§ SUPPLIED TEXT
────────

Does God play dice with the universe?

The study of physics has had an indelible effect on human affairs and philosophical thinking. The 20th century was no exception as physics experienced two revolutions: Einstein’s theory of relativity and the revolution in our understanding of atoms and other elementary particles. This latter topic is usually called quantum mechanics and the subject is the source of much discussion in philosophical and theological circles since it involves a variety of truly mysterious and paradoxical phenomena.

Chris Orban, who is an assistant professor of physics at OSU, gave us an overview the physical and philosophical thinking that came prior to the advent of quantum mechanics in the early 20th century. As Chris discussed, after Newton and Laplace, the earth and the cosmos were understood to be a kind of “world machine” or “clockwork universe” that operates in a highly predictable way according to the laws of physics. This understanding led many church-goers in the 18th and 19th centuries to an idea of God as a kind of watch maker who created the world and set it into motion, but who may or may not need to intervene as this universe takes the course it was designed to take.

Chris argues that this idea has had a profound effect. By creating a detached and distant picture of God, this would have helped lay the groundwork for the Enlightenment. The “clockwork universe” idea may also have had a strong effect on the past and present reluctance of American audiences to accept evolution as fact. The first American interlocutor of Darwin’s theory of evolution was a Harvard botanist and protestant church member named Asa Gray. In defending Darwin’s theory to religious audiences, he had the unenviable job of explaining that this clockwork universe must have been designed by God from the very beginning to use scarcity and competition as a means for producing biodiversity. “Nature, red in tooth and claw” as Tennyson would say.

────────

§ RECORDED INFORMATION
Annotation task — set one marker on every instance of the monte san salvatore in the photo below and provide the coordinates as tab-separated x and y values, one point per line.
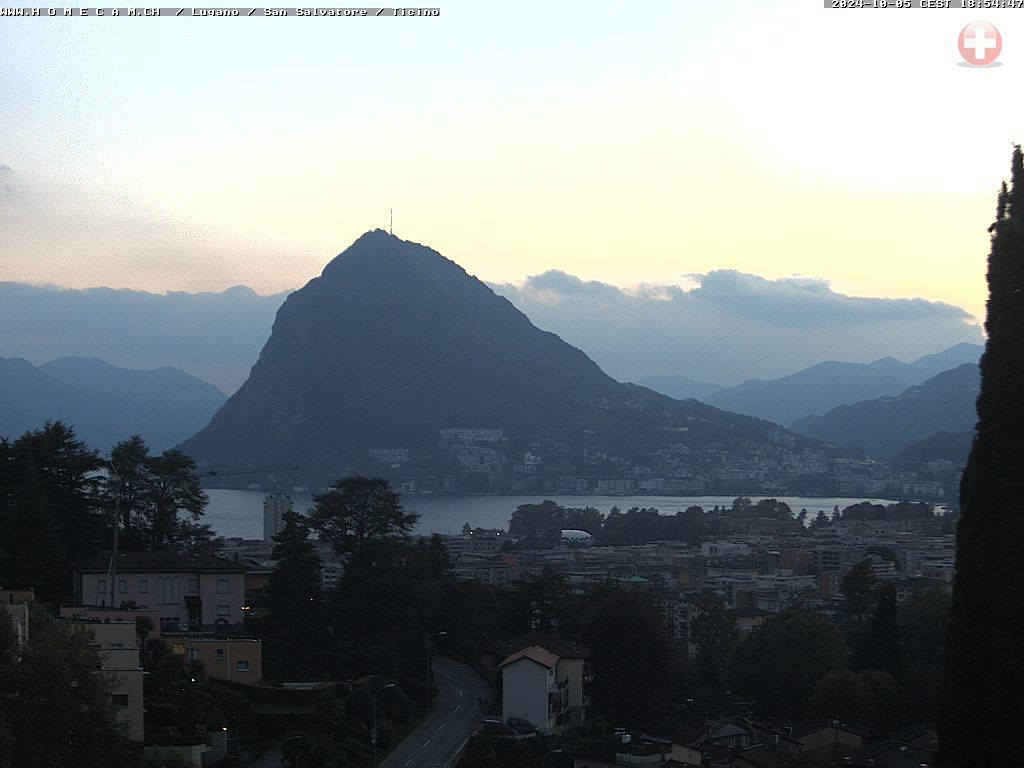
395	361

────────

§ ASSIGNMENT 1
Answer these questions using the text on physics and God:
(a) What two revolutions did physics experience in the 20th century?
(b) At which institution is Chris Orban an assistant professor of physics?
(c) Who was the first American interlocutor of Darwin's theory of evolution?
§ ASSIGNMENT 2
According to the text on physics and God, why would the "clockwork universe" idea have helped lay the groundwork for the Enlightenment?
§ ASSIGNMENT 3
Update the text on physics and God from "Chris Orban, who" to "designed to take.", replacing "watch maker" with "clockmaker".

§ TASK RESPONSE 1
(a) Einstein's theory of relativity and the revolution in our understanding of atoms and other elementary particles (quantum mechanics).
(b) OSU.
(c) Asa Gray, a Harvard botanist and Protestant church member.

§ TASK RESPONSE 2
It would have helped because it created a detached and distant picture of God.

§ TASK RESPONSE 3
Chris Orban, who is an assistant professor of physics at OSU, gave us an overview the physical and philosophical thinking that came prior to the advent of quantum mechanics in the early 20th century. As Chris discussed, after Newton and Laplace, the earth and the cosmos were understood to be a kind of “world machine” or “clockwork universe” that operates in a highly predictable way according to the laws of physics. This understanding led many church-goers in the 18th and 19th centuries to an idea of God as a kind of clockmaker who created the world and set it into motion, but who may or may not need to intervene as this universe takes the course it was designed to take.